What you should do: Line by line, repeat the material below exactly and leave the images out.

######

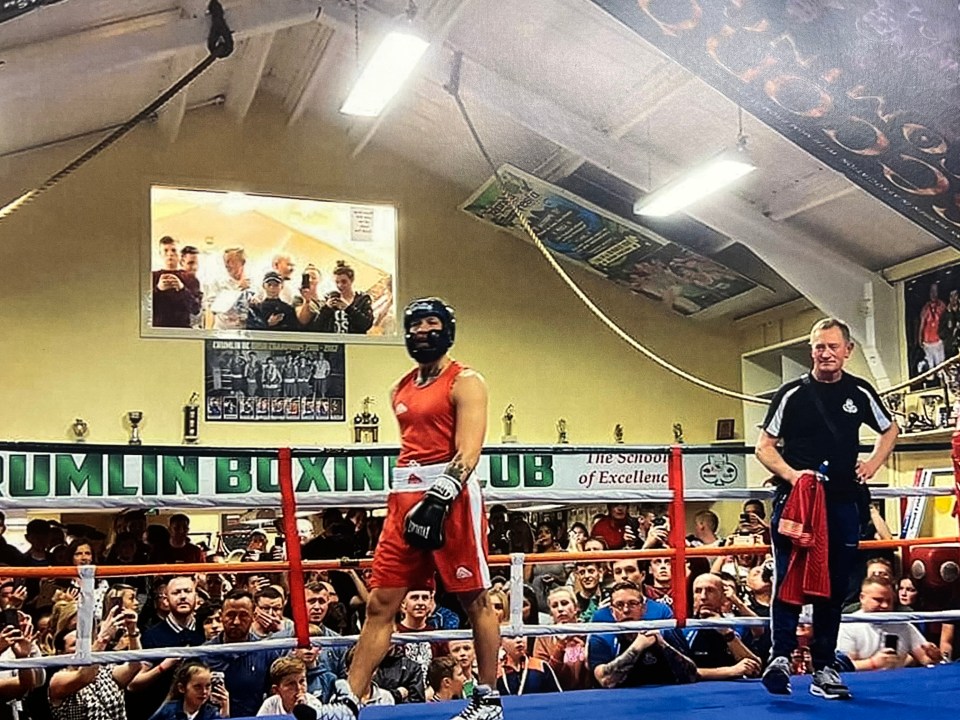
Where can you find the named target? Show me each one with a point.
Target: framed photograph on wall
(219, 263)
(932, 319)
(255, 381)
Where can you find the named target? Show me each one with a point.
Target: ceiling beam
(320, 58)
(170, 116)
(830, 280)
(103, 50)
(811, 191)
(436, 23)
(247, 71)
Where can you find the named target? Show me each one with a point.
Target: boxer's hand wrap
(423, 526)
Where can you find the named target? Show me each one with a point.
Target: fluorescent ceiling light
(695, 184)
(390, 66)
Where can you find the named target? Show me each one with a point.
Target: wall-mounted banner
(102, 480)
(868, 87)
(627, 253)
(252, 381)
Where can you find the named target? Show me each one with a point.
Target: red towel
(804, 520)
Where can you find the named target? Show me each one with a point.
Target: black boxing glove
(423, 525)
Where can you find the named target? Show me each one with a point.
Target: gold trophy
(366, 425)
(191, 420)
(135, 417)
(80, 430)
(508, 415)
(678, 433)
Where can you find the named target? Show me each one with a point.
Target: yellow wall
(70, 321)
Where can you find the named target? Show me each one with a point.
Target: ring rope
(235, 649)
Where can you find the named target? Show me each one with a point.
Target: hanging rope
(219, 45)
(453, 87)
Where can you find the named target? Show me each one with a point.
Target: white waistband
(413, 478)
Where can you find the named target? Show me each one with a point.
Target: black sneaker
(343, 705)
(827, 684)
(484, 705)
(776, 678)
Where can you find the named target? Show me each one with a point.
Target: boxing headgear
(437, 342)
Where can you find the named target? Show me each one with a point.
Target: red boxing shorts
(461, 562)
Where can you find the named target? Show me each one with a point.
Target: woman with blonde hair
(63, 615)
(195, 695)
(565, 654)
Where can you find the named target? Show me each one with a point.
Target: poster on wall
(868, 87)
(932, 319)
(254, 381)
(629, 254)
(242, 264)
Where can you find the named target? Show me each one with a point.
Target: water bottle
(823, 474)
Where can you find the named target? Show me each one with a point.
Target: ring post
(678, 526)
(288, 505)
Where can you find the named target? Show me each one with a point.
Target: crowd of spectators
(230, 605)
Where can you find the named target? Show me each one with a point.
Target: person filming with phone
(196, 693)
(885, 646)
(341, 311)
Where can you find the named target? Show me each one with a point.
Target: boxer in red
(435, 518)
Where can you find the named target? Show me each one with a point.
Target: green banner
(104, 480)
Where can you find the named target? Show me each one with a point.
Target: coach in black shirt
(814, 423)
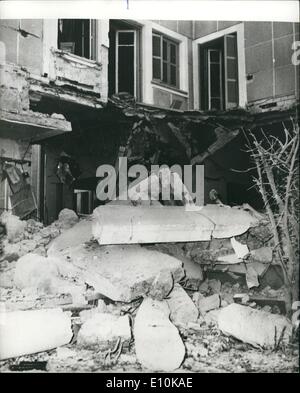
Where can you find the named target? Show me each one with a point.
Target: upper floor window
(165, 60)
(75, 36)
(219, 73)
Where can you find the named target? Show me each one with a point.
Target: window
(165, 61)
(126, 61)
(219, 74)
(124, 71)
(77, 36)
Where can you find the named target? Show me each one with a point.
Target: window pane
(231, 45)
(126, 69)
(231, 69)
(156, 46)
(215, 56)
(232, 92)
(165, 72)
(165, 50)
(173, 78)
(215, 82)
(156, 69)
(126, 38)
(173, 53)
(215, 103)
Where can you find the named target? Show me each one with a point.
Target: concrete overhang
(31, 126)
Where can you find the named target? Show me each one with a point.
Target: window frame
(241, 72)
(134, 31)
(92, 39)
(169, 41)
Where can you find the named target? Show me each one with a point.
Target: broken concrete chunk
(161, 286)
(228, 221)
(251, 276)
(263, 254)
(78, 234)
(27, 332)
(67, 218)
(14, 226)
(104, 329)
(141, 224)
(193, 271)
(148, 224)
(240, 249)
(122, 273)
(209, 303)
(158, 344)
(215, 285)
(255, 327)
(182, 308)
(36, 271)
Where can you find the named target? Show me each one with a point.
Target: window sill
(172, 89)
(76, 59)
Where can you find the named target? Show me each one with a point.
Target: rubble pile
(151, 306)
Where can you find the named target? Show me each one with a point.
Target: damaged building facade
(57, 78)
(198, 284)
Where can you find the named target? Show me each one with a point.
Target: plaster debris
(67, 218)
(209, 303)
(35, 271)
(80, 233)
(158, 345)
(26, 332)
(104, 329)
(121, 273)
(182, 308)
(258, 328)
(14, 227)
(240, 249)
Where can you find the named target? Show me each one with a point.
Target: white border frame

######

Written response:
Where can you find the named target? Show me each one with a point.
Target: framed photograph on wall
(219, 263)
(932, 319)
(255, 381)
Where can you find the named target? Show me each one with a point.
Target: ceiling beam
(320, 58)
(170, 116)
(830, 280)
(103, 50)
(811, 191)
(436, 23)
(247, 71)
Where can you find the named target? Show me each one with a point.
Target: boxer's hand wrap
(423, 526)
Where can you find the named target? Show me each one with a point.
Target: fluorescent ceiling light
(695, 184)
(390, 66)
Where can you find the named target? Show me each one with a point.
Target: wall-mounted banner
(102, 480)
(868, 87)
(627, 253)
(252, 381)
Where can you find the named target? Show me each one with a point.
Target: red towel
(804, 520)
Where can you find the named target? Show me each one with a point.
Target: black boxing glove
(423, 525)
Where can you find the named target? Show me each one with a point.
Target: gold trophy
(366, 425)
(191, 420)
(135, 417)
(80, 430)
(508, 415)
(678, 433)
Where can you find the named target? Show me each one with a point.
Target: yellow wall
(70, 321)
Where can you find the named target? Show me each one with a point.
Target: ring rope
(235, 649)
Where can you find the named target? Show me each one with a point.
Target: hanging rope
(219, 45)
(453, 87)
Where can you find the named target? Show me each one with a point.
Target: white waistband
(413, 478)
Where can you find the named target? Show me each one with a point.
Target: black sneaker
(343, 705)
(827, 684)
(484, 705)
(776, 678)
Where can you find the named target? Show me each one with a point.
Target: boxing headgear
(437, 342)
Where can you find the named target? Show me each one with a point.
Target: red boxing shorts
(461, 562)
Where can you find the named target? Show me each one with a point.
Target: woman with blonde hair
(63, 615)
(195, 695)
(565, 654)
Where can you find the named target? Show me each one with a point.
Target: poster on wall
(868, 87)
(932, 319)
(254, 381)
(629, 254)
(242, 264)
Where can you find the named target? Show me each one with a point.
Target: water bottle
(823, 474)
Where can you find the named target? Show me each one with a point.
Target: ring post
(678, 526)
(288, 505)
Where can you find the named target? Show me each one with a point.
Target: crowd of spectators
(230, 605)
Where can you find the named target? Show me each one with a point.
Target: person filming with phone
(196, 693)
(885, 646)
(341, 311)
Where can you find the named target? Show me each one with a point.
Target: boxer in red
(435, 518)
Where can you find the named target? Show me each one with a point.
Target: green banner
(104, 480)
Where can you find the named target? Show me each one with a point.
Target: coach in black shirt
(814, 423)
Where can you find the named target? Show me each one with a point.
Target: upper floor window
(165, 60)
(75, 36)
(219, 73)
Where can you find the named target? Show me each one with a point.
Target: window
(165, 61)
(126, 61)
(219, 74)
(124, 71)
(77, 36)
Where can you find the named target? Show me each one with a point.
Target: window pane
(231, 45)
(126, 69)
(231, 69)
(156, 46)
(215, 56)
(232, 92)
(165, 72)
(165, 50)
(173, 78)
(215, 82)
(156, 69)
(126, 38)
(173, 53)
(215, 103)
Where can you find the named target? Show me each one with a point.
Target: concrete overhang
(31, 126)
Where can you find the named target? Show me each one with a point.
Target: window frame
(241, 72)
(134, 31)
(92, 39)
(169, 41)
Where can you find the named target? Show me each one with a point.
Target: broken concrete chunk
(161, 286)
(228, 221)
(251, 276)
(263, 254)
(78, 234)
(27, 332)
(67, 218)
(14, 226)
(104, 329)
(141, 224)
(193, 271)
(148, 224)
(240, 249)
(122, 273)
(209, 303)
(158, 344)
(215, 285)
(255, 327)
(182, 308)
(36, 271)
Where can you find the named target? Show me each one with a point.
Target: window sill
(172, 89)
(76, 59)
Where can you find the named target? Show me each one with a point.
Target: rubble pile
(151, 306)
Where can you find the named target? Show me each one with a point.
Target: damaged building facade
(57, 78)
(198, 284)
Where can you find the named target? Show me each one with a point.
Target: plaster debris
(67, 218)
(209, 303)
(35, 271)
(80, 233)
(158, 345)
(26, 332)
(104, 329)
(121, 273)
(182, 308)
(258, 328)
(14, 227)
(240, 249)
Where can you find the named target? Show me each one with a point.
Target: white border frame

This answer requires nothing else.